═════ Estratto del documento ═════

Queste autorevoli parole del Santo Padre confermano l’attualità dell’opera di Madre Speranza.
A distanza di venti anni dalla sua morte, guardando indietro, si vede chiaramente come il Signore sia stato al centro della sua vita. Anche perché possiamo riscontrarne conferme ecclesiali di notevole interesse.
Lei ha offerto alla Chiesa una molteplice testimonianza.

 

1. Un richiamo sull’amore misericordioso di Dio

Anzitutto, Madre Speranza ha richiamato l’attenzione della Chiesa e dell’uomo sull’Amore Misericordioso di Dio. Un tema che è al centro del Vangelo, ma che negli ultimi secoli sembrava dimenticato.
Già nel novembre 1927 lei scrive nel suo Diario di aver ricevuto la missione di “far sì che gli uomini conoscano il buon Gesù non come un padre sdegnato per le ingratitudini dei figli, ma come un Padre pieno di bontà che cerca con ogni mezzo di farli felici”.
È il Signore stesso che le si rivela con i tratti paterni e materni. La Madre impara a conoscere questo Gesù straordinariamente misericordioso. Dinanzi a un Gesù così diverso da come era normalmente presentato (un “giudice” che vede e condanna chi sbaglia), lei resta sempre stupita e commossa.
Questo Gesù era una novità per lei. Di lui s’innamora e tutta la sua vita sarà una coerente testimonianza di lui, perché ogni uomo lo possa conoscere così come l’ha conosciuto lei.
Tutta la sua teologia dell’Amore Misericordioso si concentra nell’immagine del Crocifisso, dinanzi al quale ha tanto pregato, condividendo non poche volte quella terribile sofferenza, espressione suprema dell’Amore sconfinato di Cristo. Davanti a quell’immagine “ha capito” che Gesù volentieri aveva accettato di prendere su di sé le miserie umane, invocando misericordia: “Padre, perdonali perché non sanno quello che fanno” (Lc 23, 34). Gesù è proprio l’Agnello di Dio che toglie il peccato del mondo, offrendo se stesso, portando a compimento le profezie del Servo di Jahvè, celebrando la pasqua della Nuova ed Eterna Alleanza. È il Buon Pastore che porta sulle sue spalle la pecora perduta, ossia tutta l’umanità peccatrice che era ed è allo sbando come un gregge senza pastore (cfr. Mt 9,36).
Questo Gesù Buon Pastore continua ancora a intercedere per noi presso il Padre (cfr. Eb 7,25) e continua a offrirsi a noi come Pane di vita nell’Eucarestia. Per questo dietro la Croce di Gesù è richiamata l’ostia.
L’Amore Misericordioso crocif¦sso ed eucaristico riassume le inf¦nite manifestazioni della divina benevolenza e fonda l’indubitabile certezza che nessuno e nulla ci potrà mai separare dal Suo Amore, se non la nostra mancanza di fede, la nostra indifferenza, o la nostra superbia (cfr. Rom 8).

═════

Consegna 1 => Nel testo su Madre Speranza, quando scrive lei nel suo Diario di aver ricevuto la missione di far conoscere il buon Gesù come un Padre pieno di bontà?
Consegna 2 => Scrivi il seguito del testo su Madre Speranza, riprendendo subito dopo la sua ultima frase.

═════ Righe fornite ═════

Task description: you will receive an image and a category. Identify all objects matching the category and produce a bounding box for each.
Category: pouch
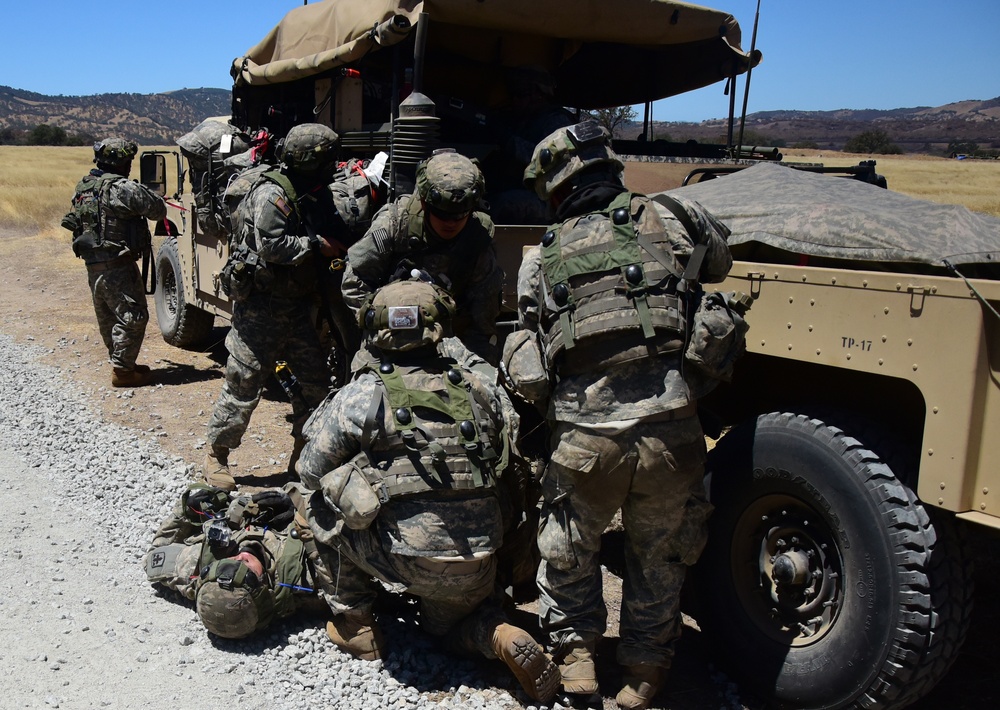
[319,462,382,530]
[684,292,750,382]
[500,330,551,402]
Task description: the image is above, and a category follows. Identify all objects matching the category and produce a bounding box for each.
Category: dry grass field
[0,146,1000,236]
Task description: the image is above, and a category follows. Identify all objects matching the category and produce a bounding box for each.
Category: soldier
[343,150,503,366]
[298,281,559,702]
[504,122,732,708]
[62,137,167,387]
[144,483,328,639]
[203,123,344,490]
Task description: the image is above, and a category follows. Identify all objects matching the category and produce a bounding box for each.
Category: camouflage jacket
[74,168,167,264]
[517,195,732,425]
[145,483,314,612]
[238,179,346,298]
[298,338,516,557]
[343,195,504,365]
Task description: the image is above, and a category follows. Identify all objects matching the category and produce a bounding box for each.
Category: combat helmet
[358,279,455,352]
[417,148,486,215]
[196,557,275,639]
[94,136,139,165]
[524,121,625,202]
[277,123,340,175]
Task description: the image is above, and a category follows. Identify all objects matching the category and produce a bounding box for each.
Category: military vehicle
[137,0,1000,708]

═════
═════ Righe fornite ═════

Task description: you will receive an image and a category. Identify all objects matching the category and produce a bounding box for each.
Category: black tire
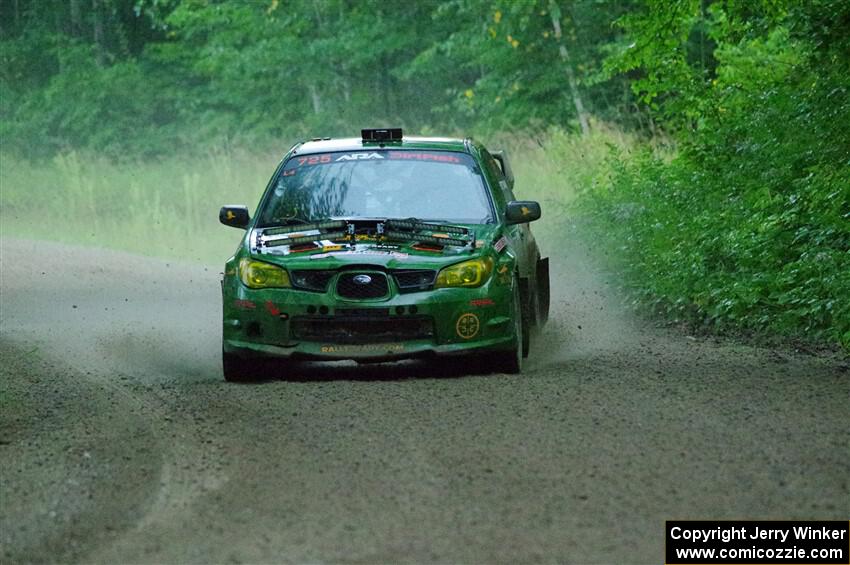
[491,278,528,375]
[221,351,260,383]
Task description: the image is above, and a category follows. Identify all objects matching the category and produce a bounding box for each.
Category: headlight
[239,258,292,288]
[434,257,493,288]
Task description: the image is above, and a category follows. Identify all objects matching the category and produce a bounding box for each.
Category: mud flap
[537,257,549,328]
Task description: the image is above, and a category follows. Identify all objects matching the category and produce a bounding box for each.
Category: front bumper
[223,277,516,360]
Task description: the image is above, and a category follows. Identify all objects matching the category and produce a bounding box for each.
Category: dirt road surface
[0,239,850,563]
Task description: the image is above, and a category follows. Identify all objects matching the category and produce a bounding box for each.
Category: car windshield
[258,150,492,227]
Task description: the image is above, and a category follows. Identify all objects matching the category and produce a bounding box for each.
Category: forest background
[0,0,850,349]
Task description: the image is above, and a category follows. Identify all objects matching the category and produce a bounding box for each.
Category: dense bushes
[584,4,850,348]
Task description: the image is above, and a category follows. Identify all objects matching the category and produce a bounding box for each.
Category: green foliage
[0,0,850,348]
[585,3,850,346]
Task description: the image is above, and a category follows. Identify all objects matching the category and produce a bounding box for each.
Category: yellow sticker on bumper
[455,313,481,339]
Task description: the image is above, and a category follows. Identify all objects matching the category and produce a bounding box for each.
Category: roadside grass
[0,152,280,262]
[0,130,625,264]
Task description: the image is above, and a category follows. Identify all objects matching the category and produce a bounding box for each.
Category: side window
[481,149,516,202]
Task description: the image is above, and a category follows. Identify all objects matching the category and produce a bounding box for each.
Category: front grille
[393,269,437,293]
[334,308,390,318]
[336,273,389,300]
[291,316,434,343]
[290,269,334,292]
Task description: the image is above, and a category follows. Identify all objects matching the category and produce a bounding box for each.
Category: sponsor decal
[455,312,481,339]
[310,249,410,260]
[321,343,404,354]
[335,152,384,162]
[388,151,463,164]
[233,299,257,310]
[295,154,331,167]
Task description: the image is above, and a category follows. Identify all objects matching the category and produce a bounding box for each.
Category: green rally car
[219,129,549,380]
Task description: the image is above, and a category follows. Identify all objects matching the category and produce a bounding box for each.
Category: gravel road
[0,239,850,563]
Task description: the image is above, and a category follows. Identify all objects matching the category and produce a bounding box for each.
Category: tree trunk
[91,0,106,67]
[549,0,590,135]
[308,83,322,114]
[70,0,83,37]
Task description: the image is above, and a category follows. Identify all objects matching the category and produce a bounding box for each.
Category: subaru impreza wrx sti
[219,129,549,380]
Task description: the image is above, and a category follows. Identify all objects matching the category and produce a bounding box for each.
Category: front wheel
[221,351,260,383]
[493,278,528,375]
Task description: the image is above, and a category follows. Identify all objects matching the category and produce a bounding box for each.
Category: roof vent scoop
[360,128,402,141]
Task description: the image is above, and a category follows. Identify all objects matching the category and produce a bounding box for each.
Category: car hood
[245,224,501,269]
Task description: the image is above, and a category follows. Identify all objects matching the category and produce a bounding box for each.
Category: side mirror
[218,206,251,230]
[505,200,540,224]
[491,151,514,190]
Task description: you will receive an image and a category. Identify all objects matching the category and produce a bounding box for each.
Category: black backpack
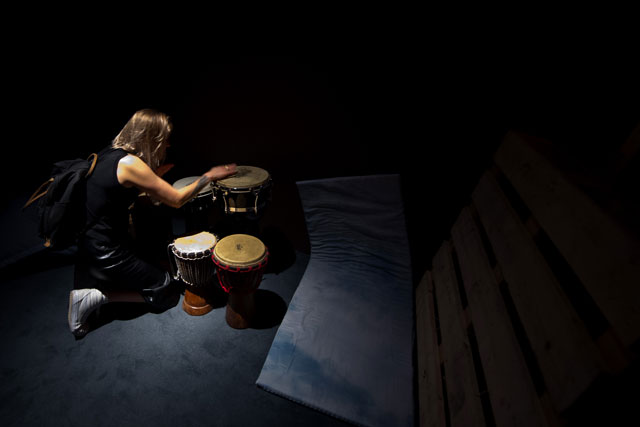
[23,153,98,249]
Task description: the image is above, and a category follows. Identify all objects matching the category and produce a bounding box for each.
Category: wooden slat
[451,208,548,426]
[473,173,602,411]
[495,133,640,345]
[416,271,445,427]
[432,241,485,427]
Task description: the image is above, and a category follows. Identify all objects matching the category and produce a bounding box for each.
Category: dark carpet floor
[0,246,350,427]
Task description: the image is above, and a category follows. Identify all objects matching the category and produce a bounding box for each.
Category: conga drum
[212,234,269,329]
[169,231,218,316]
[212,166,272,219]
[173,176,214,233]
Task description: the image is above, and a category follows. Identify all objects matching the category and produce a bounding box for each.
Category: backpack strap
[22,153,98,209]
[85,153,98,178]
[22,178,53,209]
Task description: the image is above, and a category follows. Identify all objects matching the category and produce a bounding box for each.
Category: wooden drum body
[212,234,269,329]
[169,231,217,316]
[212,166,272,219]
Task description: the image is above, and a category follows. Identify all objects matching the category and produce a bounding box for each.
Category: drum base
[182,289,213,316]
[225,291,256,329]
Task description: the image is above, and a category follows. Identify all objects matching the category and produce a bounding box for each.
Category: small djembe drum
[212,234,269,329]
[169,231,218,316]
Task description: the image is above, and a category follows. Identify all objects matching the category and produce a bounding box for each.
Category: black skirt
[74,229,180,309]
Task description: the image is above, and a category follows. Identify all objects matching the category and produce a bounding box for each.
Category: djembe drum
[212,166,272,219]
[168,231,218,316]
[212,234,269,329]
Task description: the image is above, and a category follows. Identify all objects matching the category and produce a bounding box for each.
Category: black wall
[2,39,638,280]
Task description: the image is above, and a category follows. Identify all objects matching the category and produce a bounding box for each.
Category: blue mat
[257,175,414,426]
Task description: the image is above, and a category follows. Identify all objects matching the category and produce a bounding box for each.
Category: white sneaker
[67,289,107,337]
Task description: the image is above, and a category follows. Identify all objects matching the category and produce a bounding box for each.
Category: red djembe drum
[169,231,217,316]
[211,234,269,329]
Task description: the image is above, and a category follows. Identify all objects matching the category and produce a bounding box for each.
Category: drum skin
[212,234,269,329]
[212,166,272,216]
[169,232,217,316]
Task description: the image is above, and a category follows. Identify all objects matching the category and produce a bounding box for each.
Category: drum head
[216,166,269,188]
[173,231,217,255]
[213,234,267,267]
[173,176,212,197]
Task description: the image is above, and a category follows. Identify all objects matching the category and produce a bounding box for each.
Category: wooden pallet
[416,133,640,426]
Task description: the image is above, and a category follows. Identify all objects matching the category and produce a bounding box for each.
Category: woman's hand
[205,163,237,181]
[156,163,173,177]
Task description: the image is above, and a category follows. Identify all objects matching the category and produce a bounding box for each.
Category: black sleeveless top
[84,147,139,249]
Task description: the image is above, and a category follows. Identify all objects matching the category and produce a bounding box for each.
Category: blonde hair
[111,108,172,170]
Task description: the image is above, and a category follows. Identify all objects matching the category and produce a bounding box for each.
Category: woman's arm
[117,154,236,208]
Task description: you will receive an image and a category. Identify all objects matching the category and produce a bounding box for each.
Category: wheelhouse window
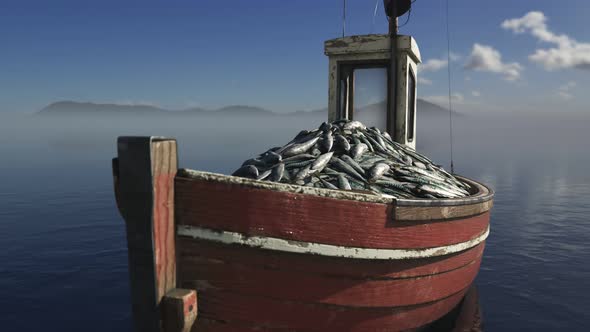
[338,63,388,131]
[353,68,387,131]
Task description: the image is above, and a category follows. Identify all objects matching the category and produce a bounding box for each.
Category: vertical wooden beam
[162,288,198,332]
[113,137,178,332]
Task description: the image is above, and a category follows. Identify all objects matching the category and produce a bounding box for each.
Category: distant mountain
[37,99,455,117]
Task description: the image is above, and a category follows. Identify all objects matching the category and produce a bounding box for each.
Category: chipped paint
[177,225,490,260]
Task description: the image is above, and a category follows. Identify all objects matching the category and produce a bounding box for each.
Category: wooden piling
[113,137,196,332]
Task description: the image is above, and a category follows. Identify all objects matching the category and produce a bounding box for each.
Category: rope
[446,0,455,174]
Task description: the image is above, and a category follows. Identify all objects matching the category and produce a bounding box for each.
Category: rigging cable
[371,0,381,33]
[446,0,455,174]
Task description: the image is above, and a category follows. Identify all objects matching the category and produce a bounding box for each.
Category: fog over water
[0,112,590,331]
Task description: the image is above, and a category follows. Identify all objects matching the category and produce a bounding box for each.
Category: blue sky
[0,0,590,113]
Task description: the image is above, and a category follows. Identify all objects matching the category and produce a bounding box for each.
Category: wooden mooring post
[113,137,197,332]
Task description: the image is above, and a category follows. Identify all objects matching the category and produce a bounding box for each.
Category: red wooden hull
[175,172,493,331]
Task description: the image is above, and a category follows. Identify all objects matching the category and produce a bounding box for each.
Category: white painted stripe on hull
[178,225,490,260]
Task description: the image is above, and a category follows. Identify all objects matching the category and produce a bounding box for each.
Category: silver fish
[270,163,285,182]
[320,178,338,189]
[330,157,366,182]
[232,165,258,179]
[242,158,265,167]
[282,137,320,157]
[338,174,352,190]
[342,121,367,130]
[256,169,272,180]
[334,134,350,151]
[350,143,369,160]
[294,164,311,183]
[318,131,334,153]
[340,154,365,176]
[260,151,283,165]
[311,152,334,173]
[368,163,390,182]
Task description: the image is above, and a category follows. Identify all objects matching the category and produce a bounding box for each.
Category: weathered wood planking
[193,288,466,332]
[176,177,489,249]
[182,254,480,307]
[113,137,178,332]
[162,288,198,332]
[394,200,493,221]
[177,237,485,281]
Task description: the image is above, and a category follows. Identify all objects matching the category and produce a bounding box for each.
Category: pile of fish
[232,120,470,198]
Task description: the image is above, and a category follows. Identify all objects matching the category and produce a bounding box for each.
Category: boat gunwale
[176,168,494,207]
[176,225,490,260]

═════
═════ Righe fornite ═════

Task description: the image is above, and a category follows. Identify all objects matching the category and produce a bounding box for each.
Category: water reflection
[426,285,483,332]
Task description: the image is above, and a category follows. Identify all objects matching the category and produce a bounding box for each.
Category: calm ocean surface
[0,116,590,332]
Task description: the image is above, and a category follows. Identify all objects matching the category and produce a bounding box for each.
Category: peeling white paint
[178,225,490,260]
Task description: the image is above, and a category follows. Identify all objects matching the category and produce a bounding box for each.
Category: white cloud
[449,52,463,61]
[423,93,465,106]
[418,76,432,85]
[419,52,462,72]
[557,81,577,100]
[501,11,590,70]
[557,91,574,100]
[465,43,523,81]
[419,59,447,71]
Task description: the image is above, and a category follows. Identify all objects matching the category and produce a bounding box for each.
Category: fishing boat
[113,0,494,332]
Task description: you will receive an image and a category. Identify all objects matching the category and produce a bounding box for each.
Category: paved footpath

═════

Risposta finale 1 => Nel novembre 1927.

Risposta finale 2 =>
Giovanni Paolo II° ha magistralmente riproposto a tutta la Chiesa questa teologia dell’Amore Misericordioso, nella stupenda enciclica Dives in Misericordia.
Il pensiero del S. Padre può essere riassunto nelle seguenti tre affermazioni che in qualche modo erano state anticipate profeticamente da Madre Speranza.
1) Il Dio della Rivelazione cristiana è il Dio Amore Misericordioso. Questa espressione ricorre alcune decine di volte nei suoi documenti.
2) L’uomo di oggi, anche se non lo dice espressamente, ha un particolare bisogno di misericordia, oltre che di giustizia: questa, da sola, non basta.
3) La Chiesa “vive una vita autentica, quando professa e proclama la misericordia e quando accosta gli uomini alle fonti della misericordia del Salvatore” (n. 12).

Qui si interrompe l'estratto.